# Task instructions
Continue the mathematics seminar announcements from the point where they stop, adding a few more sentences in the same style.

Learn about the Summer 2015 actuarial internship program at EMPLOYERS Insurance Group, based in Reno.
Get a brief introduction to Property and Casualty Insurance and the P&C actuarial profession.
Learn about planned projects and the people working on them.
Get application and other info about the internship.
Speak with a previous internship program participant who is now working in a full-time actuarial role.
Thursday, February 12, 2015, in AB 634 at 2:30pm
Maxim Arnold, Department of Mathematical Sciences, University of Texas at Dallas
Stochastically driven Self-organization
Abstract. Problem of constructing the shortest path with given geometric and topological constraints is known to be very hard from the computational point of view. However, simple organisms perform quite well solving problems of this kind. I will show how one can address the construction of various minimal structures using very simple stochastic dynamics. The talk will be accessible for undergraduate mathematics/statistics students.
Thursday, February 5, 2015, in AB 634 at 2:30pm
Dr. Elizabeth Gillaspy, Department of Mathematics, University of Colorado Boulder
K-theory and twisted groupoid C*-algebras
Abstract. A number of fundamental results in C*-algebra theory (such as Bott periodicity and the rotation algebras) can be viewed as instances where a homotopy of 2-cocycles gives rise to a family of twisted group C*-algebras that, while not isomorphic, are sufficiently similar that their K-theory groups are isomorphic. In this talk, we discuss the extent to which this phenomenon -- that of a homotopy of 2-cocycles giving rise to K-isomorphic twisted C*-algebras -- extends to more general groupoids. In particular, we will focus on the groupoids associated to higher-rank graphs, transformation groups, and vector bundles.

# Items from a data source
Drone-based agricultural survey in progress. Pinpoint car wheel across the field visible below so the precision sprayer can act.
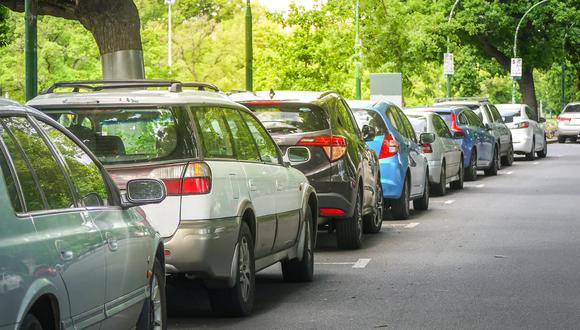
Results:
[363,182,385,234]
[538,138,548,158]
[137,259,167,330]
[413,170,429,211]
[465,150,477,181]
[391,177,411,220]
[526,140,536,161]
[449,159,465,190]
[209,222,256,316]
[335,192,363,249]
[501,145,514,166]
[485,148,499,176]
[282,206,314,282]
[19,313,44,330]
[431,161,447,196]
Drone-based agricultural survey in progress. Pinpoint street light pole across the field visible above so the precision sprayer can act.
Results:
[354,0,362,100]
[445,0,460,97]
[246,0,254,92]
[512,0,549,104]
[24,0,38,101]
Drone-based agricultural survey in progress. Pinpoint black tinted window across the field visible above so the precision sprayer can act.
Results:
[353,109,388,135]
[2,117,74,211]
[38,121,109,207]
[245,102,329,134]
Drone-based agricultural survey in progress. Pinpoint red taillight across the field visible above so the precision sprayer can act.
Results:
[451,112,463,132]
[320,209,344,215]
[152,163,211,196]
[379,134,399,159]
[298,135,346,162]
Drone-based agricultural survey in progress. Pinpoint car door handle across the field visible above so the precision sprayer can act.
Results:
[105,232,119,251]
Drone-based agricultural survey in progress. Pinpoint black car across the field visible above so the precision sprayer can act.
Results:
[231,91,383,249]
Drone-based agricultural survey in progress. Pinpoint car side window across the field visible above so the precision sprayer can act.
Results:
[240,111,280,165]
[37,120,109,207]
[224,109,261,162]
[193,108,235,159]
[2,117,74,211]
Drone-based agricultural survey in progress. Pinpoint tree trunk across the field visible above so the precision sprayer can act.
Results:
[0,0,145,79]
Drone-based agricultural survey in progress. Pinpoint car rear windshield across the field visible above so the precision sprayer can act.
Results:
[45,107,196,164]
[353,109,388,135]
[564,104,580,113]
[244,103,330,134]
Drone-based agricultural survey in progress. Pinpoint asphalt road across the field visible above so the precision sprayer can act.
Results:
[169,143,580,329]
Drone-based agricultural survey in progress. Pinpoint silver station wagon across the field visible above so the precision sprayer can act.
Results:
[0,99,166,330]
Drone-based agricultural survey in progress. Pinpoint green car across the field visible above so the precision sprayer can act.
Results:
[0,99,166,330]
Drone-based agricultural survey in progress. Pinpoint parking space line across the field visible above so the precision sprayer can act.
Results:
[352,258,371,268]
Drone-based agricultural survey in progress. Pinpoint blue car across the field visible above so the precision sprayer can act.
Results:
[349,101,434,220]
[412,106,501,181]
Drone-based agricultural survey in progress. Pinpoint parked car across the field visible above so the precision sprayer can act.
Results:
[30,81,318,316]
[408,105,499,181]
[349,101,432,220]
[0,99,167,330]
[232,91,382,249]
[435,97,514,167]
[558,102,580,143]
[405,111,464,196]
[496,104,548,160]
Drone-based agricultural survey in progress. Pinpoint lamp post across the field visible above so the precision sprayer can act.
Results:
[354,0,363,100]
[443,0,459,97]
[246,0,254,92]
[24,0,38,101]
[512,0,549,104]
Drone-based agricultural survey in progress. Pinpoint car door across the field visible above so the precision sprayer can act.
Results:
[1,117,106,329]
[36,120,151,328]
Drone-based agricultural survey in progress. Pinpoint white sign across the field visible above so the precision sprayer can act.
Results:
[511,58,522,78]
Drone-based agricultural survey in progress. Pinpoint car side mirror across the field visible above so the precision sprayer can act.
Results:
[361,125,377,141]
[125,179,167,208]
[419,133,436,144]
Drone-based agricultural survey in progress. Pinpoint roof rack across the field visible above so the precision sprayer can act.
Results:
[41,79,221,94]
[435,96,489,103]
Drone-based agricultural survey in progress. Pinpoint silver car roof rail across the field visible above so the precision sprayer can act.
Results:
[41,79,221,95]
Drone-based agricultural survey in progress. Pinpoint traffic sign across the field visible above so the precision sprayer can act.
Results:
[443,53,455,76]
[511,58,523,79]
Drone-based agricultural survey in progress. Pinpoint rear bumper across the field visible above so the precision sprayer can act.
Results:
[165,217,241,287]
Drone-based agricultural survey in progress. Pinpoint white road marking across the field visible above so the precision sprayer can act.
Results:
[352,258,371,268]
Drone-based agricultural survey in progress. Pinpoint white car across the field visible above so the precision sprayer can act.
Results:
[495,104,548,160]
[558,102,580,143]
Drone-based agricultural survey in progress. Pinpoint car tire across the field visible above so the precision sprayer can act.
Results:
[485,148,499,176]
[413,170,429,211]
[209,222,256,317]
[538,138,548,158]
[431,161,447,196]
[363,182,385,234]
[558,136,566,143]
[18,313,44,330]
[282,206,315,282]
[449,157,465,190]
[526,140,536,161]
[465,149,477,181]
[391,177,411,220]
[136,259,167,330]
[501,145,514,166]
[335,192,363,250]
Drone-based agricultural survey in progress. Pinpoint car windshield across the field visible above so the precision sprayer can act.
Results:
[564,104,580,113]
[353,109,388,135]
[244,103,330,134]
[45,107,195,164]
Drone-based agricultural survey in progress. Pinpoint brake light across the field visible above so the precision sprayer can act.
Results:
[298,135,346,162]
[451,112,463,132]
[379,134,399,159]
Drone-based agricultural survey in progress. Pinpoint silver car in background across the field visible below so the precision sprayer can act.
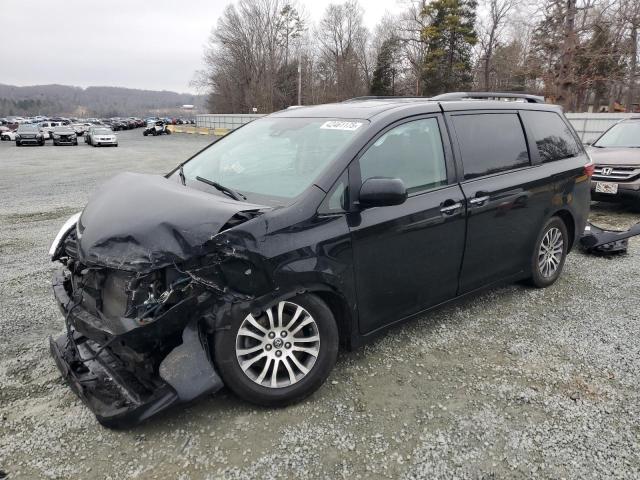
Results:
[53,125,78,146]
[15,123,45,147]
[84,126,118,147]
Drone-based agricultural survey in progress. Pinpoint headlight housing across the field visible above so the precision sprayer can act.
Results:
[49,212,82,257]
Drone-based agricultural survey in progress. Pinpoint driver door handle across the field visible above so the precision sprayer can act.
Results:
[440,202,462,215]
[469,195,491,206]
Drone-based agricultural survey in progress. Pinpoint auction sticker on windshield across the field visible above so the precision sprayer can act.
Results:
[320,120,362,131]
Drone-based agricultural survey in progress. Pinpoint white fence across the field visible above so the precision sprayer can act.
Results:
[566,113,638,143]
[196,113,264,130]
[196,113,638,143]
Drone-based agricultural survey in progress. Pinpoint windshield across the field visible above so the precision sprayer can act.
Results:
[593,121,640,148]
[184,118,365,203]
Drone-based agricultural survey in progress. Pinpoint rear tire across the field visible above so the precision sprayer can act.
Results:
[213,294,338,407]
[529,217,569,288]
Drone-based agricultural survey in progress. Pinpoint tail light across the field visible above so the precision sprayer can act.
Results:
[584,162,596,178]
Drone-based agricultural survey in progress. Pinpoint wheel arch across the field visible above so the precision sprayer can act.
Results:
[551,208,576,251]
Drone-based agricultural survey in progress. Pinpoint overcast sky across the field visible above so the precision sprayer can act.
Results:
[0,0,399,92]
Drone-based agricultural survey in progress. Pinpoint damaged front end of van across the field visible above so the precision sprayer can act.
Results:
[50,174,273,428]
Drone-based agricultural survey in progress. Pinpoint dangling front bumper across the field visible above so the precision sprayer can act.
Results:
[49,270,223,428]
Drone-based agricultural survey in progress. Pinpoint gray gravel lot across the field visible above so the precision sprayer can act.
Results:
[0,130,640,480]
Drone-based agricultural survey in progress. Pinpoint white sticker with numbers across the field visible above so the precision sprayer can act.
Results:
[320,120,362,132]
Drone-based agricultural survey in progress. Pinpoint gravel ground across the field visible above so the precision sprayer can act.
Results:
[0,130,640,480]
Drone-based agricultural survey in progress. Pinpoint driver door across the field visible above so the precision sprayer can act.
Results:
[350,115,466,334]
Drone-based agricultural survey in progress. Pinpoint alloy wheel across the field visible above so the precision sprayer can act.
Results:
[236,301,320,388]
[538,227,564,278]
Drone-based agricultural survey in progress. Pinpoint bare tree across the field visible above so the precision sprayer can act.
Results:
[316,0,368,100]
[478,0,516,90]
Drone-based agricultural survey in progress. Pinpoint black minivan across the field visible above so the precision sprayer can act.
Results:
[50,94,593,427]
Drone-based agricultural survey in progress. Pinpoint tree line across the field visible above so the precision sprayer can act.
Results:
[195,0,640,113]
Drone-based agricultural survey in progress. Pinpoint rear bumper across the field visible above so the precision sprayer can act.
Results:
[591,180,640,202]
[49,270,223,428]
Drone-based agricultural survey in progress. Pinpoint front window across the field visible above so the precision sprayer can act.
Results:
[360,118,447,193]
[593,121,640,148]
[184,118,366,204]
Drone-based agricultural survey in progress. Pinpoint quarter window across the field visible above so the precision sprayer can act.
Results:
[522,111,580,162]
[453,113,530,180]
[360,118,447,193]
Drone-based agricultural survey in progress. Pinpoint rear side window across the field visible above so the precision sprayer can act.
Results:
[522,111,580,163]
[452,113,530,180]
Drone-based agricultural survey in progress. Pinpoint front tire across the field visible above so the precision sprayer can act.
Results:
[214,294,338,407]
[529,217,569,288]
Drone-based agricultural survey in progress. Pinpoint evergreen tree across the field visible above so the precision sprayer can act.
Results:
[371,37,398,96]
[422,0,478,95]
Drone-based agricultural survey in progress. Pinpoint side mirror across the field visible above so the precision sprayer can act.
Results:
[358,177,407,208]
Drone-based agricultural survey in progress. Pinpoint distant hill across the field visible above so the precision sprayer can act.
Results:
[0,84,206,117]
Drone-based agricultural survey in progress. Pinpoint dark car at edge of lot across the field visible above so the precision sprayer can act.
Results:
[588,116,640,208]
[50,95,593,427]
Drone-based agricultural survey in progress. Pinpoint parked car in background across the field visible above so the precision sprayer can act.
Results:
[50,93,593,427]
[588,116,640,207]
[142,120,171,137]
[71,122,91,137]
[53,125,78,146]
[0,125,16,142]
[40,120,62,138]
[85,126,118,147]
[15,123,46,147]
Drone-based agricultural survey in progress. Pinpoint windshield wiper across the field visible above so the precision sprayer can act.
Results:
[196,177,247,201]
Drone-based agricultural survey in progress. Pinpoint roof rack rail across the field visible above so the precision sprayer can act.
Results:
[342,95,431,103]
[431,92,545,103]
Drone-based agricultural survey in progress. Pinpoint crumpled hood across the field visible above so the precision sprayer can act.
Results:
[589,147,640,165]
[78,173,264,273]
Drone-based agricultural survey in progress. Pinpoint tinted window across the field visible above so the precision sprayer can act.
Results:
[360,118,447,192]
[593,120,640,148]
[522,112,580,162]
[453,113,529,179]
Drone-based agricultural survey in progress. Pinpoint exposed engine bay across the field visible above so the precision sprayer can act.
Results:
[50,174,269,427]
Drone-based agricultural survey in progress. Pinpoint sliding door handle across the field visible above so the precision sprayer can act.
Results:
[469,195,491,206]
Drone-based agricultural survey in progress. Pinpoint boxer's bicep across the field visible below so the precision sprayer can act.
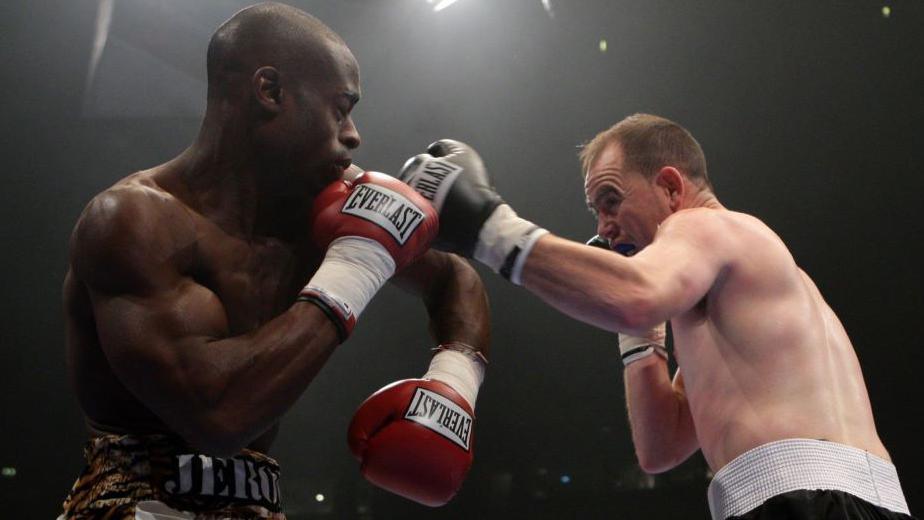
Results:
[71,187,228,423]
[633,214,727,321]
[91,279,228,402]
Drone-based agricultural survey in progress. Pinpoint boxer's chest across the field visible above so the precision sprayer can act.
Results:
[196,228,322,334]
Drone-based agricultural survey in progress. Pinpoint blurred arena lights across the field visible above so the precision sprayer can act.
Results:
[427,0,466,12]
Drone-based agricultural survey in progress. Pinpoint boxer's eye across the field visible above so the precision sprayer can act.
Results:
[599,193,622,213]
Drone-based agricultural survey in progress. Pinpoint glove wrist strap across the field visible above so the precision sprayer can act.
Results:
[619,323,667,366]
[298,236,395,342]
[473,204,548,285]
[423,345,485,410]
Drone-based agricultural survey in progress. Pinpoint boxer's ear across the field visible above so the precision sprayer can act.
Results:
[655,166,686,211]
[250,67,283,114]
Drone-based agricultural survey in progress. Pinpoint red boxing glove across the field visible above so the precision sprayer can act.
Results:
[348,379,475,507]
[311,172,439,271]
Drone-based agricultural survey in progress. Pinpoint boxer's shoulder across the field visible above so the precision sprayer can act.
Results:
[70,175,196,291]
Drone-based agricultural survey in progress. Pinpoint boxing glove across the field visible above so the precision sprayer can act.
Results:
[347,351,484,507]
[298,172,439,342]
[398,139,547,284]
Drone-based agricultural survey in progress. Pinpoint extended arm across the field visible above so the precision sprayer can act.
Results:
[625,356,699,473]
[522,210,725,334]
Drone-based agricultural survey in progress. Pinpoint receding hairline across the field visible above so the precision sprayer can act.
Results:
[578,113,712,189]
[206,2,347,87]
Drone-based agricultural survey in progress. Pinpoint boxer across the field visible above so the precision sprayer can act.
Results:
[401,114,910,519]
[61,3,489,519]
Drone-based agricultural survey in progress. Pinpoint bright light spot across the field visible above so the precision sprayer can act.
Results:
[433,0,456,12]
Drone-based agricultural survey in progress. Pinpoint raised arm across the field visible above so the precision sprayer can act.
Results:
[71,175,435,454]
[71,191,338,454]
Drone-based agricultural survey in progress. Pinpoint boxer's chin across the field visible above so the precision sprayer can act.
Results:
[613,243,638,256]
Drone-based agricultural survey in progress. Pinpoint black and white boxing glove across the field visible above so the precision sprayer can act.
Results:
[398,139,548,285]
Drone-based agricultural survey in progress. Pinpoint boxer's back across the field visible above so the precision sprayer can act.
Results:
[63,168,320,451]
[672,210,888,470]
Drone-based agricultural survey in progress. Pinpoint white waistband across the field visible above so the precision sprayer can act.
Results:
[709,439,911,520]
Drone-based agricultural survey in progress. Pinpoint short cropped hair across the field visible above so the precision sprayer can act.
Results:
[579,114,712,190]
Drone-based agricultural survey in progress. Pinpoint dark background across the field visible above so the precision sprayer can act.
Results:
[0,0,924,519]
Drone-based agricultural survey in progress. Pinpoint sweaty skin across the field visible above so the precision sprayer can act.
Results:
[523,144,889,473]
[63,4,489,455]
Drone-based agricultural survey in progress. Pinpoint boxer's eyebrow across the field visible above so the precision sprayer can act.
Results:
[587,185,622,213]
[343,90,359,107]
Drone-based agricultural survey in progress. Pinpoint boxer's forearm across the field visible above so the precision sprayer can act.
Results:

# Answer to this exercise
Thursday, January 29, 2015, in AB 634 at 2:30pm
Bruce Blackadar, Department of Mathematics and Statistics, University of Nevada, Reno
Junior Colloquium: What does "Obvious" mean in mathematics? (and why do we have to prove things?)
Abstract. We will discuss a number of examples of things that may appear "obvious" at first in mathematics, but which turn out to be anything but obvious (and sometimes not even true!) Some examples we will discuss are: areas of sets in the plane, apportionment of representatives, calculus, Euclidean geometry, the definition of π, and counterexamples to the four-color theorem. In some instances the problem is a matter of drawing unwarranted conclusions or using hidden assumptions, and in other instances the problem is one of making insufficiently careful definitions or statements of results.
This will be a "junior colloquium" designed to be accessible to undergraduates. The examples we discuss should all be understandable to anyone who has been through Math 283. But the issues we will discuss are important ones for all mathematicians up through research level, and I will try to make the talk interesting to all faculty and graduate students as well as undergraduates.